### Records for the exercise

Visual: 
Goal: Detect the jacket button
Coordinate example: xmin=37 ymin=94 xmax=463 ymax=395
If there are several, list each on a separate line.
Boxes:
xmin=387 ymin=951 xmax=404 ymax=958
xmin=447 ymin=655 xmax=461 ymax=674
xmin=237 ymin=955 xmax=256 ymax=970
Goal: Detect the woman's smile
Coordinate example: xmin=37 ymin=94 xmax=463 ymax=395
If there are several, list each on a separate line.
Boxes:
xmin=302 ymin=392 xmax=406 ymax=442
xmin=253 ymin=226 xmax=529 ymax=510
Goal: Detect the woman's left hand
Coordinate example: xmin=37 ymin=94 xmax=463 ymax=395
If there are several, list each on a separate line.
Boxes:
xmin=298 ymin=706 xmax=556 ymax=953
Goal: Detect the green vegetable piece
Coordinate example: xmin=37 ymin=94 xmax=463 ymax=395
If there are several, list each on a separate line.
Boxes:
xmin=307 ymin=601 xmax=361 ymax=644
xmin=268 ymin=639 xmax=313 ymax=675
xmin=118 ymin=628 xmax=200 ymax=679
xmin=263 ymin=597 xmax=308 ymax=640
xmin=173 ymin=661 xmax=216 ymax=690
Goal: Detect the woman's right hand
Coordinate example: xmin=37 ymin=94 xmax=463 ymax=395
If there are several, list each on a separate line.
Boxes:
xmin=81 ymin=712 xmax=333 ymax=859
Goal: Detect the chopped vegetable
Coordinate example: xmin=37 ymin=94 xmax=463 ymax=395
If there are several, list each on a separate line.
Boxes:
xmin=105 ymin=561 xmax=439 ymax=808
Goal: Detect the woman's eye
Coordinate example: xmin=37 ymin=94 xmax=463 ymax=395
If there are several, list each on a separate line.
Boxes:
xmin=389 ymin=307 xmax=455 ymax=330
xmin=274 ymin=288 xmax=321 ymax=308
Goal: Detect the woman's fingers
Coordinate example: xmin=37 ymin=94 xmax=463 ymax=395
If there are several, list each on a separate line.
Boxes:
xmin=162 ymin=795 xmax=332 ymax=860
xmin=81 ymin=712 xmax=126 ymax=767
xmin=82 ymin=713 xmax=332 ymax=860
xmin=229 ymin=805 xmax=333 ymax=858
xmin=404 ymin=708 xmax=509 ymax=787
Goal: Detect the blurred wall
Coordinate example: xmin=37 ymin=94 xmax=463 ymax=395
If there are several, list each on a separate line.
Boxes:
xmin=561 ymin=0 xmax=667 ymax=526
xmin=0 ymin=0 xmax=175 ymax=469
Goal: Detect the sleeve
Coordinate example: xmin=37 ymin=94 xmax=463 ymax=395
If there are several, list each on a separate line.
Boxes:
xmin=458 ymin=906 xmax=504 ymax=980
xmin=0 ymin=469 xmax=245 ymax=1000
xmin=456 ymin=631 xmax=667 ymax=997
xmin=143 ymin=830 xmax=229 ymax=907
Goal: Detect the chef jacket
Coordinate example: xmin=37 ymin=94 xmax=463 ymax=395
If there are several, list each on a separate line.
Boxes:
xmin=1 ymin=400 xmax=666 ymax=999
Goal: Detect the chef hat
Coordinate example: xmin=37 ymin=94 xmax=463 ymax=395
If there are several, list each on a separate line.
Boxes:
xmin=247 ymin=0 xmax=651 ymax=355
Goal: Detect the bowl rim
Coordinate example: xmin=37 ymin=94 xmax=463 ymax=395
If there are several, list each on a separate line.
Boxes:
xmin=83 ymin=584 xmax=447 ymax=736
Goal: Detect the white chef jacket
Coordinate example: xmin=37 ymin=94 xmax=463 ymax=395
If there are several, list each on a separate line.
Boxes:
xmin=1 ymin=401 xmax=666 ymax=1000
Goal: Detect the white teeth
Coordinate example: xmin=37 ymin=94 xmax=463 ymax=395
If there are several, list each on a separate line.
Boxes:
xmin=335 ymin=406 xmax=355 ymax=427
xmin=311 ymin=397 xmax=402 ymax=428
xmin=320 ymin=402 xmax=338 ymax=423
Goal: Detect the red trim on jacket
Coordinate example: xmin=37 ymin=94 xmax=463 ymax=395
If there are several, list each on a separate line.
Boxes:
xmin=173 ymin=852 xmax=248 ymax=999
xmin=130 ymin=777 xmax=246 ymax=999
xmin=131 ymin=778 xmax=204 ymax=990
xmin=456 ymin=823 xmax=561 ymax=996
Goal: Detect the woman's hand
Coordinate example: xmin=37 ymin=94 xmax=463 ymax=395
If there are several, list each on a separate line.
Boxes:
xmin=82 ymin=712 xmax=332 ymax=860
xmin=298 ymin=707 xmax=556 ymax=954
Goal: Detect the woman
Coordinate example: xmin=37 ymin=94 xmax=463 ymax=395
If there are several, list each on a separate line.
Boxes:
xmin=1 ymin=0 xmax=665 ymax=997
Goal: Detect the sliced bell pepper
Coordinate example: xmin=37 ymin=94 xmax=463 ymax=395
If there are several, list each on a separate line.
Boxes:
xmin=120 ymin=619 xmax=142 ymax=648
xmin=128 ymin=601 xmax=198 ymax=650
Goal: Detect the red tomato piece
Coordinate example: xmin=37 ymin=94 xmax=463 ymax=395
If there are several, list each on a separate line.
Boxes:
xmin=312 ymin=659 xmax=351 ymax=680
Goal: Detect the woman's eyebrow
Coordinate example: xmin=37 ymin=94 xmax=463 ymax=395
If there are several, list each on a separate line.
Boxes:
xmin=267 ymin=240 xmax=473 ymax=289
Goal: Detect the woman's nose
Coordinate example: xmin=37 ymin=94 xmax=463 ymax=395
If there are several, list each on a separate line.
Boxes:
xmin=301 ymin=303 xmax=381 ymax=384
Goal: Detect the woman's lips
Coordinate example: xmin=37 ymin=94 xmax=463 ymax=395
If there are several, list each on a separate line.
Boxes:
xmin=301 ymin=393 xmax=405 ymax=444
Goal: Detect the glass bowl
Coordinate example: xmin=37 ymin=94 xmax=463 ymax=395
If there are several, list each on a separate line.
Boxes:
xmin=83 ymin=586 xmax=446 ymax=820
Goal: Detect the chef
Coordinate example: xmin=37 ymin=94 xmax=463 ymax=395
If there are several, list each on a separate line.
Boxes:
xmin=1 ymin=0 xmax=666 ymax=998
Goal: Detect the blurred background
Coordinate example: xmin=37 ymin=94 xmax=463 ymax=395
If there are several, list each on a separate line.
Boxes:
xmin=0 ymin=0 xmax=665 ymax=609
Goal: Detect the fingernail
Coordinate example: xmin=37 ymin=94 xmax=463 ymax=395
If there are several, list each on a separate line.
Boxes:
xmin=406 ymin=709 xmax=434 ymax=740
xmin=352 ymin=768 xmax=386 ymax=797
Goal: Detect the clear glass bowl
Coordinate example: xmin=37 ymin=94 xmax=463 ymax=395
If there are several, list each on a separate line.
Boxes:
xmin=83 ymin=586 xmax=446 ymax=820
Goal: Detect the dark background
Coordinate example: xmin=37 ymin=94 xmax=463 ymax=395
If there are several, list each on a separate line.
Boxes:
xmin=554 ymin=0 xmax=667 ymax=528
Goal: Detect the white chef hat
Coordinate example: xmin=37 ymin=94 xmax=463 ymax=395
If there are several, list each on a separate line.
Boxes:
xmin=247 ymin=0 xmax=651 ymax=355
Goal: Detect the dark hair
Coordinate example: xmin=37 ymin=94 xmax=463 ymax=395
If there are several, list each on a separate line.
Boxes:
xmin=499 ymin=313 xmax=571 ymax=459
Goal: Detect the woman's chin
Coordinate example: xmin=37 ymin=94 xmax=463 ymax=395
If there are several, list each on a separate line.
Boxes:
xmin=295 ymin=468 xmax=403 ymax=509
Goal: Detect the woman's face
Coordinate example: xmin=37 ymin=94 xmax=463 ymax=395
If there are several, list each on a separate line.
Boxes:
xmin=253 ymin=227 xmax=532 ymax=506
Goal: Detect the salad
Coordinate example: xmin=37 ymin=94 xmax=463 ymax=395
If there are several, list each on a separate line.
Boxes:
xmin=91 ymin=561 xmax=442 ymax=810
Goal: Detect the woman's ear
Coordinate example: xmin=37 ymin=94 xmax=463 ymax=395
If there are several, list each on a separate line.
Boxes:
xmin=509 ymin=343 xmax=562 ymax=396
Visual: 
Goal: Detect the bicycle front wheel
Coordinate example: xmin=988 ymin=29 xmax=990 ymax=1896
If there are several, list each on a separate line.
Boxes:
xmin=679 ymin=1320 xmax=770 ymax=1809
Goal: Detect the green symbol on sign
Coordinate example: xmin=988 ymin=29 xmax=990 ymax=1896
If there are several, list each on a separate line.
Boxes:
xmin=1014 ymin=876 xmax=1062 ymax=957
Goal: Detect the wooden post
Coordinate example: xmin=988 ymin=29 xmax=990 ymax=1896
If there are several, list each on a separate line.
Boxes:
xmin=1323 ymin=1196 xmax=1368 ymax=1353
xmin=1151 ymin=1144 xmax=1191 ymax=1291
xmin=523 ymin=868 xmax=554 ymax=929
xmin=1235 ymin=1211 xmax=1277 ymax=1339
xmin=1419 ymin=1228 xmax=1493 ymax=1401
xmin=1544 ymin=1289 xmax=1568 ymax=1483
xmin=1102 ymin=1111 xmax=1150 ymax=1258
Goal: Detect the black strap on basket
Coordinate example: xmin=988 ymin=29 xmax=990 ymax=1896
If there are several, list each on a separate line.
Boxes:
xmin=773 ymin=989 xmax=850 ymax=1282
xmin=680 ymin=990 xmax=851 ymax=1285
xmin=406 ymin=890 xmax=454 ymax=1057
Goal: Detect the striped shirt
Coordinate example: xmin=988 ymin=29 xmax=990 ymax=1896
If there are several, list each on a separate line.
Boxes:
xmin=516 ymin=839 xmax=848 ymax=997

### About this task
Now copy each line of the entries that mentions "white".

### Task output
Goal: Detect the white chef jacket
Goal: Detect the white teeth
Goal: Detect the white chef hat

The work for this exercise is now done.